What is needed: Below are the records. How many of their lines contain "shorts"? Give only the number.

═════ Data shown ═════

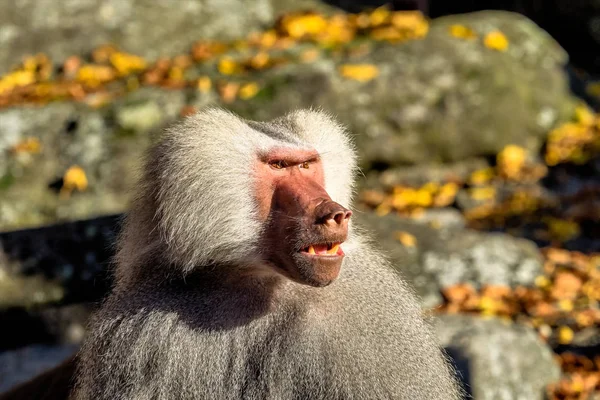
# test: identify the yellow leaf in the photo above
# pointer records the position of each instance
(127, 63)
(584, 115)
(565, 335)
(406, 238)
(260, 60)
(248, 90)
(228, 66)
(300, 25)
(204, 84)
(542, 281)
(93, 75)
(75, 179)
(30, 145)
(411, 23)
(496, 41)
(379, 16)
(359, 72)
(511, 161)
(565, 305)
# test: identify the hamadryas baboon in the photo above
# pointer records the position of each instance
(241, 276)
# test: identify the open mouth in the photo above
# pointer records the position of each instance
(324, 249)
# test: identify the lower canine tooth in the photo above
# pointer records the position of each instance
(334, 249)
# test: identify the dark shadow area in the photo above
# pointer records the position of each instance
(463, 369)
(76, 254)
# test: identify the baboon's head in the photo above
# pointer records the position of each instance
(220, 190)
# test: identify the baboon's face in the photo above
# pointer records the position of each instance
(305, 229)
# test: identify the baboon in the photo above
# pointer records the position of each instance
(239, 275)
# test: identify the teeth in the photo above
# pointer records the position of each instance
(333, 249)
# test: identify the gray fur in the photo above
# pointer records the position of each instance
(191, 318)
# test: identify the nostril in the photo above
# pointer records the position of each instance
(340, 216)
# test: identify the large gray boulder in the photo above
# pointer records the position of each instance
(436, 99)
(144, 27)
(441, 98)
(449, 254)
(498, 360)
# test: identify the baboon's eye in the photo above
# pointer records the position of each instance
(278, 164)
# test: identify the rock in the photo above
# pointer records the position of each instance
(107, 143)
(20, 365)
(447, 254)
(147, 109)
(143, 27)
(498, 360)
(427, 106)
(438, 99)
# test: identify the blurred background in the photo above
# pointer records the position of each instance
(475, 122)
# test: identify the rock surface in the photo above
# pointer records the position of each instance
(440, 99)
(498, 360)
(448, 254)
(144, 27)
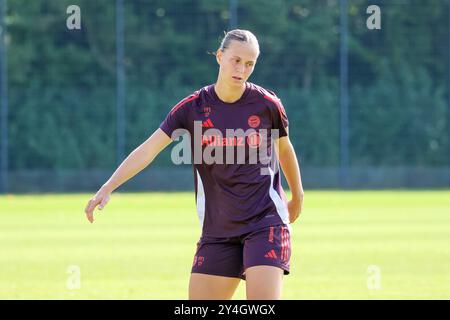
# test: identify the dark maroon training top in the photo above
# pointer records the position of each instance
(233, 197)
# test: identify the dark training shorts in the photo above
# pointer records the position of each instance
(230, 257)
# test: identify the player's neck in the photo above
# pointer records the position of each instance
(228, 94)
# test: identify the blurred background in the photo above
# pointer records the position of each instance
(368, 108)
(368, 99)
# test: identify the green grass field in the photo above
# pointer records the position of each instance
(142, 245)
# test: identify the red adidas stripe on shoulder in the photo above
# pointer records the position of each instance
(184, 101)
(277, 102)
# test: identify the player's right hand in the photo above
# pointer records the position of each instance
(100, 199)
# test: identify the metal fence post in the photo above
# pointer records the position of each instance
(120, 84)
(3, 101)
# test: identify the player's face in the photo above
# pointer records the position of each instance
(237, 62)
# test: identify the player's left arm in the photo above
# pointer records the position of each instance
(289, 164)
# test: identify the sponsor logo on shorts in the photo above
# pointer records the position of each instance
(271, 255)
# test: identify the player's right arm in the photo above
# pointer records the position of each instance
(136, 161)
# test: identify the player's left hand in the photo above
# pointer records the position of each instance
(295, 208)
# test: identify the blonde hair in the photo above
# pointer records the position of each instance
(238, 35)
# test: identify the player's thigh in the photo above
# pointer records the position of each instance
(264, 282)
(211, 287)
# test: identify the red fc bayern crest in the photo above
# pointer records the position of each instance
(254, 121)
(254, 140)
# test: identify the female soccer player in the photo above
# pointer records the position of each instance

═════

Response area: 2